** WHAT IS NEEDED **
Find every line in the records below that contains the string "hill", and copy each such line. Case counts.

** GIVEN INFORMATION **
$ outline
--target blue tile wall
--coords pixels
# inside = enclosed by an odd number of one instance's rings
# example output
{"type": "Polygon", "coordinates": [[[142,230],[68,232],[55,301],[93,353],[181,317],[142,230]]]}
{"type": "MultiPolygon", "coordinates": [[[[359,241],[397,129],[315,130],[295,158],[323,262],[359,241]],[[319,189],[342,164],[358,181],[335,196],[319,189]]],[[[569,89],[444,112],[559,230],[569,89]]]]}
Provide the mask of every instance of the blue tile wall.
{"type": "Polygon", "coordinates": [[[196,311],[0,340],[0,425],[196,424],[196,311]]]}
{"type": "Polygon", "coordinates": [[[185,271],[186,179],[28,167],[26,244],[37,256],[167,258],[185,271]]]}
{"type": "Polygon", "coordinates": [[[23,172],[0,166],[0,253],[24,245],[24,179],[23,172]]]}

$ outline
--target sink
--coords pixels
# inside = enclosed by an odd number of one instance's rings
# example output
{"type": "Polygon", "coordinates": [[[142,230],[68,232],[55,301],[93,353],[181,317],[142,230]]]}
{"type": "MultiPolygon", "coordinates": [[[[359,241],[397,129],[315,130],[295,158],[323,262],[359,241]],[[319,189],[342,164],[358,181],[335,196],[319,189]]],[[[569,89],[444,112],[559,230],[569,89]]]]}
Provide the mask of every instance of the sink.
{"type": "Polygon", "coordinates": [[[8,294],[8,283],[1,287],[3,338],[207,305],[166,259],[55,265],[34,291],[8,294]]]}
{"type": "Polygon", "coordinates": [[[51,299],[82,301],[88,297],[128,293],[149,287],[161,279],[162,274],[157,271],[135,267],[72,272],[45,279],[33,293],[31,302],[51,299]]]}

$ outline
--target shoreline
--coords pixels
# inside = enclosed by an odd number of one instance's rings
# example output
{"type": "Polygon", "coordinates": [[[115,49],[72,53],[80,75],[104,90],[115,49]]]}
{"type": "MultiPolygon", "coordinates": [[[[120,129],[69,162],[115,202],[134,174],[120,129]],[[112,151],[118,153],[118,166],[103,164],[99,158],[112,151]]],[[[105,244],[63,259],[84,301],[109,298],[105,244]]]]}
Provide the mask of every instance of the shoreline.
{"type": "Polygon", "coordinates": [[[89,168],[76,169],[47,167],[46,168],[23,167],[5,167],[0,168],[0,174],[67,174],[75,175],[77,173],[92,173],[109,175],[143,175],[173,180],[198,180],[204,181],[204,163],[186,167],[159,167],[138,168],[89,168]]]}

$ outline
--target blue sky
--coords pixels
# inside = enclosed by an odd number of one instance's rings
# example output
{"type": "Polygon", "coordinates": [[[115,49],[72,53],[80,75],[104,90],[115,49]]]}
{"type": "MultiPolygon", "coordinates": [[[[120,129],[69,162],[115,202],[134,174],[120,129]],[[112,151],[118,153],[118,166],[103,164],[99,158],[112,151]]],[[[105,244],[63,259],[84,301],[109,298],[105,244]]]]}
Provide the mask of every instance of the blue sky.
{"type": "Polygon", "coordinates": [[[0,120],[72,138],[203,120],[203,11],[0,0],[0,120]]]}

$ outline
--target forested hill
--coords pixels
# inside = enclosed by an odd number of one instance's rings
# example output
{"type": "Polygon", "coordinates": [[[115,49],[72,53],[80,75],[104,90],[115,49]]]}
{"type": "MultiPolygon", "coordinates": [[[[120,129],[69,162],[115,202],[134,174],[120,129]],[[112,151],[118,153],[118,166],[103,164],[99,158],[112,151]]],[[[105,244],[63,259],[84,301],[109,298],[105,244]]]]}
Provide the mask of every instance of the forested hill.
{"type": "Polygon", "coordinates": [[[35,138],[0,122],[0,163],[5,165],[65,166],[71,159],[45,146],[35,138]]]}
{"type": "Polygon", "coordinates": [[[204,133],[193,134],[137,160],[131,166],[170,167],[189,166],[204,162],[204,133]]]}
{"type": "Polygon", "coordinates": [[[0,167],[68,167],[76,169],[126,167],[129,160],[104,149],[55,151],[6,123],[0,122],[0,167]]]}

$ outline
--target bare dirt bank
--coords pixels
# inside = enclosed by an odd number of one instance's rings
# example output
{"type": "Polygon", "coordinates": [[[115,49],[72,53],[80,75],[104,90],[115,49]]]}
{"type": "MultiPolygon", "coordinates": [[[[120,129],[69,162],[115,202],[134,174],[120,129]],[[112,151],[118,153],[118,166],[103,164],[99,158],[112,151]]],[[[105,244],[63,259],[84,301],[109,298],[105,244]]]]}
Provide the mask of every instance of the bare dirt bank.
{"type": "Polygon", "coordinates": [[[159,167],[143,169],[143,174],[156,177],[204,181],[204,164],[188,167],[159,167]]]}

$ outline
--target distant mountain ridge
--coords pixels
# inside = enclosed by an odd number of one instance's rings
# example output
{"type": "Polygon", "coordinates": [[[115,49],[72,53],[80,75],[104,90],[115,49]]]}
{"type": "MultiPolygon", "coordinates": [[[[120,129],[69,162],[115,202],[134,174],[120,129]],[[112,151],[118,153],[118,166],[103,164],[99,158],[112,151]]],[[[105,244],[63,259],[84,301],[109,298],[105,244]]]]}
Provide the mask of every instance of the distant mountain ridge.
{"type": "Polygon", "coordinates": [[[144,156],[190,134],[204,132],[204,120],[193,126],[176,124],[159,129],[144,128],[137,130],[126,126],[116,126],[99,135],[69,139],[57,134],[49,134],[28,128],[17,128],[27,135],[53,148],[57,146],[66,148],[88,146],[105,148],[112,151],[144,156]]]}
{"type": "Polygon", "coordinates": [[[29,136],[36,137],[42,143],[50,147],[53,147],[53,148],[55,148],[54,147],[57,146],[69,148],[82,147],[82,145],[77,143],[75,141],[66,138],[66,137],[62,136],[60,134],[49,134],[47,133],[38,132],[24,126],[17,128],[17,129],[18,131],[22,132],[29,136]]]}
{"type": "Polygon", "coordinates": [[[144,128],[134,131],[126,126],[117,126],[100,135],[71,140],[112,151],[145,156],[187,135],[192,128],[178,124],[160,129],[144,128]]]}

** RESPONSE TO THE EXERCISE **
--target forested hill
Provide the mask of every instance of the forested hill.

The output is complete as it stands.